Your goal →
Exactly as written, transcribe the data that follows.
(Beginning of Data to examine)
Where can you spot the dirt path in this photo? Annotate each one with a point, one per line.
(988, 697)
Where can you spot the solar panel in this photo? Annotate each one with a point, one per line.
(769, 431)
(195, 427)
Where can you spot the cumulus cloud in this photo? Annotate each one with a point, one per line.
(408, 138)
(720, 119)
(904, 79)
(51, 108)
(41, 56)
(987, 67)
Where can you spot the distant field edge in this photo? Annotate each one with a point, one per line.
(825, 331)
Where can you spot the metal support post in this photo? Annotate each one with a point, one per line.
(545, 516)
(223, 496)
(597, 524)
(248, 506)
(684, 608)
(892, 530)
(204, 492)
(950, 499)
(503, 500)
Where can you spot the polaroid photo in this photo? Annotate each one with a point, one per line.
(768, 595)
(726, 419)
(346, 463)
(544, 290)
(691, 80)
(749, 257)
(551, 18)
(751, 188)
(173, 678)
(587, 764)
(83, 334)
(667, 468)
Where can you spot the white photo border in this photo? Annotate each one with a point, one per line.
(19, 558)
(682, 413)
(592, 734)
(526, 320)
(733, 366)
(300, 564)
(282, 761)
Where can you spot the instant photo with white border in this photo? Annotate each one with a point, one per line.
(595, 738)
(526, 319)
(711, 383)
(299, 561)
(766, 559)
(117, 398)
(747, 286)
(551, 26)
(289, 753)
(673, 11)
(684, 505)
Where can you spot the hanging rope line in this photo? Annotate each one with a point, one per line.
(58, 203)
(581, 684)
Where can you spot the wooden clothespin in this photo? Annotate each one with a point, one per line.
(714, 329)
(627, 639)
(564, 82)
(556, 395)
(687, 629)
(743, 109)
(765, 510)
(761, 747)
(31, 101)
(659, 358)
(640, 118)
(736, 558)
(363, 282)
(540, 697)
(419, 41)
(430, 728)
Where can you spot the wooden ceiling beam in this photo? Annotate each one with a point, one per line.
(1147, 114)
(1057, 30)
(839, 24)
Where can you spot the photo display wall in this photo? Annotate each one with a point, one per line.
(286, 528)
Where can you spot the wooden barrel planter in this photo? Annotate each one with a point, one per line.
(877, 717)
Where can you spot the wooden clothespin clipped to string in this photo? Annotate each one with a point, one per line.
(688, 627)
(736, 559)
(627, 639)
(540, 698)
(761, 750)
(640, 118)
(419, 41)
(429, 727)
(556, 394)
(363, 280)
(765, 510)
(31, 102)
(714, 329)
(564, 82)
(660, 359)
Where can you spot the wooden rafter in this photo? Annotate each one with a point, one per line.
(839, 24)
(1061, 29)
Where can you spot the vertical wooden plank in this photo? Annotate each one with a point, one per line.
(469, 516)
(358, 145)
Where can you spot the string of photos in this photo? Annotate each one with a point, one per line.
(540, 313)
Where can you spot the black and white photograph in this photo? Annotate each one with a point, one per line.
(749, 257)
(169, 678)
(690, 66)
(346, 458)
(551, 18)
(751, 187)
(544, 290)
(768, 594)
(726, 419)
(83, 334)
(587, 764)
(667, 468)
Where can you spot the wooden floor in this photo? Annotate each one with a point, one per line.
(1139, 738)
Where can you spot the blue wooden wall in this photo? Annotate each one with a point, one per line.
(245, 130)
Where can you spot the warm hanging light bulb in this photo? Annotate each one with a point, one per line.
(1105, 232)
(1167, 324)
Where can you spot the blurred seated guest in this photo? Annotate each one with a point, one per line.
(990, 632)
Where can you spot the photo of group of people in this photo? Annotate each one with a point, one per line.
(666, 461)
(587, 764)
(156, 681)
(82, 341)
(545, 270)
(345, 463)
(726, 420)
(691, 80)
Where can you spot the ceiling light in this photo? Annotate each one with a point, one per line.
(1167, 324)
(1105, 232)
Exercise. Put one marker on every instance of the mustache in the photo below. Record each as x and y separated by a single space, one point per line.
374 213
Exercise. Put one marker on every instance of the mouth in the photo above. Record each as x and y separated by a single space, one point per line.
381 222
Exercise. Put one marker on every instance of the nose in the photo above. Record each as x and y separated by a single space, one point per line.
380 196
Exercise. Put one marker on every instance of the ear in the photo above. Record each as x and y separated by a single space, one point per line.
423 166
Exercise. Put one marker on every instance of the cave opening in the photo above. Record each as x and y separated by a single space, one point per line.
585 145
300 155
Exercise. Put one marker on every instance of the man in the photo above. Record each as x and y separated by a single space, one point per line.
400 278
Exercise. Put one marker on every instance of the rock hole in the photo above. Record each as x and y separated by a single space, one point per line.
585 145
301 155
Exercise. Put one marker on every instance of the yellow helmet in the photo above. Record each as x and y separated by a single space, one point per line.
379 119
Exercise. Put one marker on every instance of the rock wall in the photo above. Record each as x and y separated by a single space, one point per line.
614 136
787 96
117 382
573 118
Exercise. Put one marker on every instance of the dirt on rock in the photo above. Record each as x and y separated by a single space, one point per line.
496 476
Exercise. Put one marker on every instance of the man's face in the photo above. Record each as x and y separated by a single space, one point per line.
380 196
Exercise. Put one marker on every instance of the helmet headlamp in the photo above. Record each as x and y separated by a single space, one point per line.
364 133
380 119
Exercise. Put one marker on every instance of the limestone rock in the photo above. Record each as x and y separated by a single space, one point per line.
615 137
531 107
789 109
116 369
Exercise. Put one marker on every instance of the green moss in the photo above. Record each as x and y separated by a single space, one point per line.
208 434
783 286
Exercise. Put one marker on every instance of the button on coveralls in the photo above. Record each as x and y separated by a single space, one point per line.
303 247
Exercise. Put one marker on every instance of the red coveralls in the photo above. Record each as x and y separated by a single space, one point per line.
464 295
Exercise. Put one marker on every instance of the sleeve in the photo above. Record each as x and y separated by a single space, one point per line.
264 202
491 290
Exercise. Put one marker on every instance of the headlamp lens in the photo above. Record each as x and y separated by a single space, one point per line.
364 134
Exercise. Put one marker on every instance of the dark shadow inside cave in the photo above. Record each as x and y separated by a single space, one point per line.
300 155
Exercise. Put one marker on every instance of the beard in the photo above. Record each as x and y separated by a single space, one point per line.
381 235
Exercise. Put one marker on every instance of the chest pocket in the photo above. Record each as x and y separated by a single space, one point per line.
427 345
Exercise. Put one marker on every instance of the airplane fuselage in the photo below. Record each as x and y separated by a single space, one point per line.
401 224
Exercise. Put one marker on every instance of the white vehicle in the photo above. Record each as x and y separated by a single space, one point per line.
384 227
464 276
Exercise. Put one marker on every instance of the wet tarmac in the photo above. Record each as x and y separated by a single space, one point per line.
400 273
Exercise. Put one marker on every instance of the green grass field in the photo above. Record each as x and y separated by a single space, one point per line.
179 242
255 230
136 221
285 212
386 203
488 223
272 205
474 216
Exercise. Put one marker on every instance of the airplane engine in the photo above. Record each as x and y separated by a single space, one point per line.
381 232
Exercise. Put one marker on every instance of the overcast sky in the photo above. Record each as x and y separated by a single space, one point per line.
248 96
(End of Data to examine)
Task response →
Where can you spot the dirt path in this photo? Annotate each one with a point, one per line.
(988, 697)
Where can you spot the solar panel in this photo? Annotate each one with a point, one per line.
(769, 431)
(195, 427)
Where can you spot the cumulus cloud in this photo? Annotate each one with a point, one per line.
(408, 138)
(720, 119)
(904, 79)
(51, 108)
(41, 56)
(987, 67)
Where can you spot the distant field edge in this photo? Annotate each one with a point, one per line.
(825, 331)
Where can you spot the metal support post in this photo? Annotate each one with a point, one per line.
(545, 516)
(223, 496)
(597, 524)
(248, 506)
(684, 608)
(892, 530)
(204, 492)
(950, 499)
(503, 500)
Where can you spot the polaroid photo in this photo? Annotate each one with a point, one per line.
(768, 595)
(726, 419)
(346, 463)
(544, 290)
(691, 80)
(749, 257)
(551, 18)
(751, 188)
(173, 678)
(587, 764)
(83, 334)
(667, 468)
Where can you spot the white photo border in this photo? Annotate each one with a point, one per line.
(19, 558)
(682, 413)
(592, 734)
(526, 320)
(733, 366)
(300, 564)
(282, 761)
Where can you spot the instant photo with white border in this photo? Annotate each one with a point, one per line.
(595, 738)
(526, 319)
(711, 383)
(299, 561)
(766, 559)
(117, 398)
(747, 286)
(551, 26)
(289, 753)
(673, 11)
(684, 505)
Where can you spot the hanging rope line in this photo? Annotate each one with a point, one per line.
(58, 203)
(581, 684)
Where can you spot the wooden clothespin in this photo? Annotate each one with a point, one per line.
(714, 329)
(627, 639)
(564, 82)
(556, 395)
(687, 629)
(743, 109)
(765, 510)
(761, 747)
(31, 101)
(659, 358)
(640, 118)
(736, 558)
(363, 282)
(540, 697)
(419, 41)
(430, 728)
Where can you spot the wooden ceiling beam in this photo? Annotate each one with a point, one per line.
(1147, 114)
(1057, 30)
(839, 24)
Where can you spot the photo display wall in this photo? Annotate each one with a point, one per line.
(286, 528)
Where can you spot the wooden barrel planter in this photo? Annotate each one with a point, one per line.
(877, 717)
Where can you spot the wooden clothespin clipped to string in this photo? Annotate each one with a point, one per line.
(688, 627)
(736, 559)
(627, 639)
(540, 698)
(761, 750)
(640, 118)
(419, 41)
(429, 727)
(556, 394)
(363, 280)
(765, 510)
(31, 102)
(714, 329)
(564, 82)
(660, 359)
Where can you spot the wooden rafter in this photo? Annotate each one with a point, one per line.
(839, 24)
(1061, 29)
Where can you spot the vertical wooden plank in this photo? Annotate each one with a point, one per line.
(469, 516)
(358, 145)
Where can you spot the string of photos in this photo? Annotate each one with a point, one per line.
(540, 313)
Where can you spot the black and white photograph in this photo? Annotate each one with a point, one per line.
(749, 257)
(169, 678)
(690, 66)
(346, 458)
(551, 18)
(751, 187)
(544, 290)
(768, 594)
(726, 419)
(83, 334)
(587, 764)
(667, 468)
Where can you spot the wooden floor in this photo? Annotate each one with a point, one per line.
(1139, 738)
Where can you spot the blue wooden wall in this photo? Annotate each one with a point, one per line.
(245, 130)
Where can you spot the warm hanging light bulb in this photo? Annotate each one with a point, one per line.
(1105, 232)
(1167, 324)
Where can you spot the blurred seated guest in this photo? Annotate each one with a point, one per line.
(990, 632)
Where can you spot the photo of group of people in this photo? Annotate each one with a point, one per line.
(666, 461)
(587, 764)
(156, 681)
(82, 341)
(545, 270)
(345, 463)
(726, 420)
(691, 80)
Where can you spot the ceiling light in this photo? Annotate each one with a point, one per line.
(1167, 324)
(1105, 232)
Exercise. Put one marker on every instance of the mustache in the photo below. Record each as x and y separated by a single space, one point per line.
374 213
Exercise. Put one marker on every instance of the mouth in the photo above. Record each as x and y separated by a single space, one point per line.
381 222
Exercise. Put one marker on every instance of the nose in the photo above. Record each as x and y separated by a single space, one point per line.
380 196
Exercise. Put one marker on every instance of the ear in the photo above. Record each as x and y separated by a single space, one point per line.
423 166
Exercise. Put one marker on every instance of the cave opening in the photo above. Record each as x and y separated by a single space, one point per line.
585 145
300 155
Exercise. Put one marker on every instance of the man in the photo above. Record each as x and y separated by a single space, one point per line.
400 278
Exercise. Put one marker on every instance of the rock hole in the photo above. Record each as x and y separated by a single space, one point per line.
585 145
301 155
Exercise. Put one marker on every instance of the yellow helmet in the photo above. Record each as x and y separated by a single space, one point per line.
379 119
Exercise. Put one marker on every instance of the rock wall in the photo above. Record each as x and y separated by a single space, one point per line.
614 136
787 96
117 382
573 118
Exercise. Put one marker on every instance of the dirt on rock in the photo above. Record each as x and y separated by a single space, one point per line.
496 476
Exercise. Put one marker on every instance of the man's face in the photo above. Record each as x and y separated by a single space, one point per line.
380 196
Exercise. Put one marker on every instance of the helmet headlamp in the photo above. Record each as x and y separated by a single space, one point per line.
364 133
380 119
Exercise. Put one marker on every instance of the limestone rock in the photo above. Record each as x and y separated by a single space, one point per line.
615 137
531 107
789 109
116 369
Exercise. Put one marker on every instance of the green moss in the photo above. Record each as x and y separated by a single space, one point per line.
208 434
783 286
Exercise. Put one marker on every instance of the button on coveralls in the photo above. Record each as x and y separated by a single space, one point per line.
303 247
Exercise. Put one marker on every instance of the red coveralls in the photo above. Record each as x and y separated by a single space, one point per line.
464 295
Exercise. Put one marker on every instance of the sleeve in the photo above. Record each as x and y separated by a single space, one point per line.
264 202
491 290
Exercise. Put one marker on every instance of the headlamp lens in the photo above. Record each as x and y separated by a single space, one point per line.
364 134
Exercise. Put one marker on every instance of the dark shadow inside cave in the photo above. Record each as x and y separated by a single space, one point per line.
300 155
Exercise. Put one marker on every instance of the beard in the photo above. Record each as x and y separated by a single space, one point per line.
381 235
Exercise. Put one marker on every instance of the chest pocket in the photo above. Record each as x and y separated by a single space, one point per line.
427 345
Exercise. Put one marker on every instance of the airplane fuselage in the photo below. Record each as x and y separated by a single space, one point per line.
401 224
Exercise. Put one marker on every instance of the white vehicle in the photo above. Record each as x and y separated by a single space, one point per line.
384 227
464 276
Exercise. Put one marker on every instance of the wet tarmac in the photo above. Record each as x and y separated by a single space, one point per line.
400 273
Exercise. Put one marker on every instance of the green grass field in the photo above. Record each as x and y separated by a single space, one point per line.
179 242
255 230
136 221
285 212
386 203
488 223
272 205
474 216
Exercise. Put one marker on every instance of the airplane engine in the photo above. Record each as x and y separated by a single space, one point per line.
381 232
Exercise. Put one marker on every instance of the overcast sky in the photo above. Record each as x and y separated by a single space, one point per line.
248 96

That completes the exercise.